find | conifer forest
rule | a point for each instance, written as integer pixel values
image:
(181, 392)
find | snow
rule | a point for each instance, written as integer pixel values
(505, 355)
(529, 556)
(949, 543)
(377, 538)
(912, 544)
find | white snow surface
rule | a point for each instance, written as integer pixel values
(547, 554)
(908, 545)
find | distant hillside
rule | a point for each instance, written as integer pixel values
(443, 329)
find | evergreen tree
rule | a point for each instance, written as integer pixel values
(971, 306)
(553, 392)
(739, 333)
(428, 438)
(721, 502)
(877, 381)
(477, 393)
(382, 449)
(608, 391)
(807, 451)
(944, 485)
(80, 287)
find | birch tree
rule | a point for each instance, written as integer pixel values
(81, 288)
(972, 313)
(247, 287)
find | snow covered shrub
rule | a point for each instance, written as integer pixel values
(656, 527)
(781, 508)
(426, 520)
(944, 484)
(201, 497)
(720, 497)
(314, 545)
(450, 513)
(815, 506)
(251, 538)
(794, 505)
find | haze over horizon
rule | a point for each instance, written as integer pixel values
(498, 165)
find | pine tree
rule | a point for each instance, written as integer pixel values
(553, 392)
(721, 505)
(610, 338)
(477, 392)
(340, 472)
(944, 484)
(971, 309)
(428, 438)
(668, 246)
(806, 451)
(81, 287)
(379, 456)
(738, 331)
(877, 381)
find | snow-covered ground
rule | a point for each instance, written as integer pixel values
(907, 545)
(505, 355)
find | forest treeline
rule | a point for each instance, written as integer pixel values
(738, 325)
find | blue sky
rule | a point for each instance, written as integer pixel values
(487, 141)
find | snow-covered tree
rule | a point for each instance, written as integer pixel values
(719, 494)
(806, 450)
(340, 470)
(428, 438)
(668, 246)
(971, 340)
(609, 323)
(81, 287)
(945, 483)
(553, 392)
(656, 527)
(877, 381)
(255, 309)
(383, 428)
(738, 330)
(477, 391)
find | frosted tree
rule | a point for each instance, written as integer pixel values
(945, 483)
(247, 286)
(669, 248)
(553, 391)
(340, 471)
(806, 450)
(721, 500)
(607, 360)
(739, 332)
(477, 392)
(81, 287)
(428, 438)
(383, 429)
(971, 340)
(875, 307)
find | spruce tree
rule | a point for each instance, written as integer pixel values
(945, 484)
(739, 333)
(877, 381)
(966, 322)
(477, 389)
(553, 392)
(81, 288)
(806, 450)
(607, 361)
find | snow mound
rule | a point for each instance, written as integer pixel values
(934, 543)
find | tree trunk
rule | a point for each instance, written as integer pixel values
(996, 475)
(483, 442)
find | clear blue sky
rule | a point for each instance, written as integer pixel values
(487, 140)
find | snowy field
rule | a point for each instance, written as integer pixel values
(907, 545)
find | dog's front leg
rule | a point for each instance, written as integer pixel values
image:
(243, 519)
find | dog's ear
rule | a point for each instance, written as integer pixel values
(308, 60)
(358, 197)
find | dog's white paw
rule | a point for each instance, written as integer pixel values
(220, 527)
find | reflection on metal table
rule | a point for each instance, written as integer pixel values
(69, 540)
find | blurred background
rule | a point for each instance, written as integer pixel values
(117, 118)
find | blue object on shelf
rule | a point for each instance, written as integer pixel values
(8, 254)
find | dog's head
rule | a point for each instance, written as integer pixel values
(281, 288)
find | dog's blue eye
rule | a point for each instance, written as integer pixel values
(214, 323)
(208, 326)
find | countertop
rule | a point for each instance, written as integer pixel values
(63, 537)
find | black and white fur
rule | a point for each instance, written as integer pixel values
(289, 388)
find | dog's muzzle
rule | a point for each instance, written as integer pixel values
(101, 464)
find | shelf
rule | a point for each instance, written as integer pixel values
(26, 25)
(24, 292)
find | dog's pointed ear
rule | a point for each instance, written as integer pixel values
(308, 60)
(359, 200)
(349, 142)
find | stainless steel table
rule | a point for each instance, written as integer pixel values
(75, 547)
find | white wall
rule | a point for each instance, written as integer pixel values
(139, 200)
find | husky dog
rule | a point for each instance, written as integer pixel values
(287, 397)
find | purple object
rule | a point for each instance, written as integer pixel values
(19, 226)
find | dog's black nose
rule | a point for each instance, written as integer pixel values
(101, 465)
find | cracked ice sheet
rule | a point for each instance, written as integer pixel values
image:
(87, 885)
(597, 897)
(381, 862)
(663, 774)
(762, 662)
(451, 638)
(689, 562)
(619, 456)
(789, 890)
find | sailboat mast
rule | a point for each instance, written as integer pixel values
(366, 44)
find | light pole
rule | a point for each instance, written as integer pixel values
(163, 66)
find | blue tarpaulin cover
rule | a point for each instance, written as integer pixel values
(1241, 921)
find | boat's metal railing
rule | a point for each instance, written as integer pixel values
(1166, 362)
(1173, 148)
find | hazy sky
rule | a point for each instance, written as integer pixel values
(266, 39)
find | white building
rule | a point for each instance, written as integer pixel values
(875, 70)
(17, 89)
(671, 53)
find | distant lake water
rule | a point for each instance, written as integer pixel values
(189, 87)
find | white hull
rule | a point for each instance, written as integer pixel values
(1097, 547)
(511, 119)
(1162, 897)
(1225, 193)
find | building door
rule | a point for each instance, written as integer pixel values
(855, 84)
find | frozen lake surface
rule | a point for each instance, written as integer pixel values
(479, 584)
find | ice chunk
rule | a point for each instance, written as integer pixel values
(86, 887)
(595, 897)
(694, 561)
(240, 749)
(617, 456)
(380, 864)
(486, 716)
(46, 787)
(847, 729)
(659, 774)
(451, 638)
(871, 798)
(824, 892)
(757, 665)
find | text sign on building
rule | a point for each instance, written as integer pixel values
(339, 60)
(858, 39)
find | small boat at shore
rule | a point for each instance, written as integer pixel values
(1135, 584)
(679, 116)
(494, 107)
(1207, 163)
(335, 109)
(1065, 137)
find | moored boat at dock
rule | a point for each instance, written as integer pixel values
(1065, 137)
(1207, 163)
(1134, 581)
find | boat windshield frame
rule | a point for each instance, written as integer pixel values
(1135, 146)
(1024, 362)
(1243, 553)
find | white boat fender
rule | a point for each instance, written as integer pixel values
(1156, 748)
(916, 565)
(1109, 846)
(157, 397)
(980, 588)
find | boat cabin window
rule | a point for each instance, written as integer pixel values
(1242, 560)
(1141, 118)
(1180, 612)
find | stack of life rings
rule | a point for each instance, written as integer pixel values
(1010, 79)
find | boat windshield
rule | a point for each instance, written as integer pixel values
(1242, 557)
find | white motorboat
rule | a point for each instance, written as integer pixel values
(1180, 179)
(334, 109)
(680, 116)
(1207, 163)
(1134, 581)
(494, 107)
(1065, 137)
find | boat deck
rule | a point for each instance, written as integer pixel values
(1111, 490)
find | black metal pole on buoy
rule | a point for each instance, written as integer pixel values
# # #
### What the task asks
Copy all of the data. Keep every word exactly as it is.

### Answer in full
find | conifer forest
rule | a point for each instance, written as integer pixel values
image:
(181, 392)
find | snow
rule | a point for each instance, written as integer pixel values
(505, 355)
(529, 556)
(949, 543)
(377, 538)
(912, 544)
find | white snow surface
rule | a point for each instance, written as integer pixel values
(547, 554)
(908, 545)
find | distant hillside
rule | a point for each instance, written as integer pixel values
(443, 329)
find | evergreen tree
rule | a point for each instance, written as integer pixel values
(971, 306)
(553, 392)
(739, 333)
(428, 438)
(721, 502)
(877, 381)
(477, 393)
(382, 449)
(608, 391)
(807, 451)
(944, 485)
(80, 287)
find | birch tree
rule | a point for each instance, written as integer pixel values
(81, 288)
(972, 313)
(247, 287)
find | snow covered shrub
rule | a point for each instance, written as integer pixel values
(656, 527)
(781, 508)
(426, 520)
(944, 484)
(201, 497)
(720, 497)
(314, 545)
(450, 513)
(815, 506)
(251, 538)
(794, 505)
find | haze over horizon
rule | a point for each instance, written as integer pixel values
(498, 165)
find | pine tree
rule | a point for each instance, written as integer pixel values
(553, 392)
(721, 505)
(610, 338)
(477, 392)
(340, 472)
(944, 484)
(971, 309)
(428, 438)
(668, 246)
(806, 451)
(81, 287)
(379, 456)
(738, 331)
(877, 381)
find | snow-covered ground
rule | a point for each instance, written as integer pixel values
(907, 545)
(505, 355)
find | forest treeline
rule | a point for each instance, written as integer pixel values
(738, 325)
find | blue sky
rule | a point for each instance, written as integer pixel values
(487, 141)
find | snow-covered tree
rule | a point for each instance, written as integer pixel values
(719, 494)
(806, 450)
(340, 470)
(428, 438)
(668, 246)
(971, 340)
(609, 323)
(81, 287)
(945, 483)
(553, 392)
(656, 527)
(877, 381)
(255, 309)
(383, 428)
(738, 330)
(477, 391)
find | frosted tree
rule | a point for each instance, written as integer pixel values
(945, 483)
(247, 286)
(669, 248)
(553, 391)
(340, 471)
(806, 450)
(721, 500)
(607, 360)
(739, 332)
(477, 392)
(81, 287)
(428, 438)
(383, 429)
(971, 340)
(875, 307)
find | spruce tree
rule | a point for each instance, written as integer pixel values
(945, 484)
(739, 333)
(877, 381)
(966, 322)
(477, 389)
(553, 392)
(81, 288)
(806, 450)
(607, 361)
find | snow mound
rule | a point for each instance, written as integer pixel values
(934, 543)
find | tree trunk
rule | a point for each instance, written as integer pixel values
(996, 475)
(483, 442)
find | clear blue sky
rule | a point for each instance, written as integer pixel values
(487, 140)
find | snowy field
rule | a point for each instance, written as integer pixel values
(907, 545)
find | dog's front leg
rule | a point for each instance, written as integer pixel values
image:
(243, 519)
find | dog's ear
rule | a point for each instance, written as integer pixel values
(308, 60)
(358, 197)
find | dog's white paw
rule | a point for each instance, written as integer pixel values
(220, 527)
find | reflection on metal table
rule | a point for each instance, written as integer pixel values
(69, 540)
find | blurred background
rule | a point for each instance, written as integer pixel values
(117, 118)
find | blue object on shelf
rule | a point for each instance, written as integer pixel values
(8, 254)
find | dog's head
rule | a point for each instance, written as integer pixel values
(281, 288)
find | dog's blue eye
rule | a point for each instance, written as integer pixel values
(214, 323)
(208, 326)
find | countertop
rule | a point for each instance, written as integer pixel values
(63, 537)
find | black and white fur
rule | a point for each instance, written as integer pixel values
(289, 388)
find | dog's muzzle
rule | a point for each instance, written as integer pixel values
(101, 464)
find | shelf
rule | a point for each instance, written as integer pixel values
(26, 25)
(24, 292)
find | dog's pointed ear
rule | a point for each instance, written as integer pixel values
(308, 60)
(359, 200)
(349, 142)
find | stainless steel table
rule | a point for each instance, written as integer pixel values
(75, 547)
find | white wall
rule | a point for each instance, written as integer pixel values
(139, 200)
find | husky dog
rule | a point for each instance, written as integer pixel values
(287, 397)
find | purple object
rule | a point for each instance, written as integer pixel values
(19, 226)
find | dog's black nose
rule | a point for each instance, written as integer pixel values
(101, 465)
find | cracked ice sheet
rule | a point for each instance, written as integer pixel values
image:
(87, 885)
(597, 897)
(381, 862)
(663, 774)
(762, 662)
(451, 638)
(689, 562)
(619, 456)
(789, 890)
find | sailboat mast
rule | a point for each instance, written as integer pixel values
(366, 44)
find | light pole
rule | a point for each instance, written as integer pixel values
(163, 66)
find | blue tarpaulin cover
rule | a point for each instance, written as integer pixel values
(1241, 921)
find | boat's metal railing
rule | a point for each instance, written as integer pixel values
(1166, 362)
(1173, 148)
find | hazy sky
rule | a point for each instance, written as integer pixel values
(266, 39)
find | white building
rule | a point for each instance, written as integer pixel values
(875, 70)
(17, 89)
(671, 53)
find | distant lake water
rule | a point for each instance, written as integer pixel values
(189, 87)
find | white hull
rule | a point for each instance, written as integer pixel values
(1097, 547)
(511, 119)
(1162, 897)
(1225, 193)
find | building door
rule | a point for each instance, written as integer pixel values
(855, 84)
find | frozen lake surface
rule | a point for each instance, written as integer pixel values
(479, 584)
find | ice chunk
rule | a point for each instance, written as integer pixel values
(86, 887)
(595, 897)
(694, 561)
(240, 749)
(617, 456)
(380, 864)
(486, 716)
(46, 787)
(847, 729)
(659, 774)
(451, 638)
(871, 798)
(824, 892)
(757, 665)
find | text sign on building
rule | a point for each instance, written as integer pixel values
(339, 60)
(858, 39)
find | small boat at shore
rule | a point for each instance, written as integer pixel values
(1135, 584)
(679, 116)
(494, 107)
(1207, 163)
(335, 109)
(1065, 137)
find | moored boat at dock
rule | a point for each instance, written as integer pixel values
(1065, 137)
(1207, 163)
(1134, 581)
find | boat windshield frame
rule | a point for each instance, written as integer pixel values
(1135, 146)
(1024, 362)
(1243, 553)
find | white boat fender
rule | a point for each instance, written as integer pixel values
(1156, 748)
(916, 565)
(1109, 846)
(157, 397)
(980, 588)
find | boat cabin window
rule | a point for each instance, written as integer pixel values
(1242, 560)
(1141, 118)
(1180, 612)
find | stack of life rings
rule | a point for each instance, written as integer pixel values
(1010, 79)
find | boat windshield
rule | a point for each instance, written as integer pixel values
(1242, 557)
find | white motorboat
rule | a point for each instance, written as integer pixel values
(1180, 179)
(334, 109)
(680, 116)
(1207, 163)
(1134, 581)
(494, 107)
(1065, 137)
find | boat deck
rule | a point for each instance, written as integer pixel values
(1111, 490)
find | black metal pole on buoy
rule | a point for each instance, written as integer pixel values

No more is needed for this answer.